= Fragment =

Nationaal Vastgoed Debat in Utrecht
Toespraak van minister Cramer op het het Nationaal Vastgoed Debat op 29 september 2008 in het Beatrix Theater in Utrecht. De bijeenkomst ging over de (on)mogelijkheid om goede vastgoedprojecten in Nederland te realiseren, de kloof tussen vraag en aanbod, de rol van nationale en lagere overheden en over ruimtelijke ordening van Nederland.
Voorzitter Eggink, geachte aanwezigen,
Het zijn turbulente tijden in de financiële sector wereldwijd. Ik kan mij voorstellen dat u als vastgoedsector die ontwikkelingen op de voet volgt. Maar vandaag wil ik het met u over een ander onderwerp hebben: hoe kunnen we de kwaliteit en innovativiteit van de onroerend goed-markt verhogen?
Het aanzien van ons land is de laatste decennia enorm veranderd. Dat heeft alles te maken met de groei van de bevolking en de stijgende welvaart. We zijn met meer, we willen de ruimte en we willen dat die ruimte kwaliteit heeft. En daar wringt de schoen. We zijn trots op mooi Nederland, maar zien de schoonheid achteruit gaan.
De druk op de beschikbare ruimte zal de komende tientallen jaren blijven groeien. Er is een grote behoefte aan nieuwe woningen en representatieve bedrijventerreinen, aan goede bereikbaarheid, maar ook aan een aantrekkelijke, groene leefomgeving. Bovendien moeten we ons land beter bestand maken tegen de klimaatverandering en we hebben ruimte nodig voor zaken als extra windenergie. In mijn betoog vandaag zal ik proberen u duidelijk te maken hoe wij samen met u - op weg willen gaan in de richting van een mooi Nederland.

= Rijen uit dataset =
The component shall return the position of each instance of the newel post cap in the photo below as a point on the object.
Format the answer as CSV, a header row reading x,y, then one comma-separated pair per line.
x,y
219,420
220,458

= Te doen =
(a) Geef uit de toespraak het stuk van "Nationaal Vastgoed Debat in" tot en met "ordening van Nederland." letterlijk weer.
(b) Op welke datum werd de toespraak gehouden?
(c) Vertaal de volgende zin uit de toespraak naar het Engels: "Het aanzien van ons land is de laatste decennia enorm veranderd."
De rijen zijn los materiaal en staan apart van de toespraak.

= Oplossingen op volgorde =
(a)
Nationaal Vastgoed Debat in Utrecht
Toespraak van minister Cramer op het het Nationaal Vastgoed Debat op 29 september 2008 in het Beatrix Theater in Utrecht. De bijeenkomst ging over de (on)mogelijkheid om goede vastgoedprojecten in Nederland te realiseren, de kloof tussen vraag en aanbod, de rol van nationale en lagere overheden en over ruimtelijke ordening van Nederland.

(b) Op 29 september 2008.

(c) The face of our country has changed enormously in recent decades.